— begin GIVEN RECORDS —

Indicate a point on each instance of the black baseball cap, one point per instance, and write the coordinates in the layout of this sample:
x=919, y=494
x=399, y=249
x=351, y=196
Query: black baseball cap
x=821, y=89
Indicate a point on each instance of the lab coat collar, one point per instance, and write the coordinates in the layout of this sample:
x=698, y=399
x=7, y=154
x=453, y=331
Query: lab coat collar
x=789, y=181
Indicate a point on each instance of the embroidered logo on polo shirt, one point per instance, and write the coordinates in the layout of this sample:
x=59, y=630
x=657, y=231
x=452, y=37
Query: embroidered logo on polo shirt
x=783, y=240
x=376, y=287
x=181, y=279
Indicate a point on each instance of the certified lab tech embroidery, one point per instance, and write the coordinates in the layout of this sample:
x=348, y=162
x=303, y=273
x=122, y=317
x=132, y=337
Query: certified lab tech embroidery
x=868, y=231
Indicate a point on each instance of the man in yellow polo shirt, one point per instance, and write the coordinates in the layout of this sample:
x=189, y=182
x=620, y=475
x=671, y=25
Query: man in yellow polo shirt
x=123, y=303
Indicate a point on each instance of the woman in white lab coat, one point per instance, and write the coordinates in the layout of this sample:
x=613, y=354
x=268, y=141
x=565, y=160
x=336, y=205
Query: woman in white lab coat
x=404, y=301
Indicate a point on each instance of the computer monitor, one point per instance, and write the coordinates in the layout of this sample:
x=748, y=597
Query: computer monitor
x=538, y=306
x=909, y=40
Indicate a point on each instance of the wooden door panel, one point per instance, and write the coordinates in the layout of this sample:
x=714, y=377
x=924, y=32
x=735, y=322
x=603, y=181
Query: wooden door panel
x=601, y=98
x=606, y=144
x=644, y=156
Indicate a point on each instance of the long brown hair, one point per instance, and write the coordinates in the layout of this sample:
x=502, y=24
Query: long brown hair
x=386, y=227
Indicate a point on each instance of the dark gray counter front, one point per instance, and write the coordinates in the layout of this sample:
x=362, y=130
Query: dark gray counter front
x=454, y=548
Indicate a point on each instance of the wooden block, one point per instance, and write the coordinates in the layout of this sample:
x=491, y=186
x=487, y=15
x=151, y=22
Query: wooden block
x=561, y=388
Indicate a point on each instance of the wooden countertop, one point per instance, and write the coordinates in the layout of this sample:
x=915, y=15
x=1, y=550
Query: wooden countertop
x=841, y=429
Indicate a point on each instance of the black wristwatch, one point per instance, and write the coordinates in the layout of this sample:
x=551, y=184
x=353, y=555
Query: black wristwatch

— end GIVEN RECORDS —

• _WHAT IS ASKED_
Rewrite the data from the start through the line with "x=821, y=89", changing "black baseball cap" to "navy baseball cap" and leaving everything else as it is.

• _COMPLETE OUTPUT_
Indicate a point on each instance of the navy baseball cap, one point per instance, and write the coordinates in the layout of this sample:
x=919, y=494
x=399, y=249
x=351, y=196
Query: navy baseball cap
x=821, y=89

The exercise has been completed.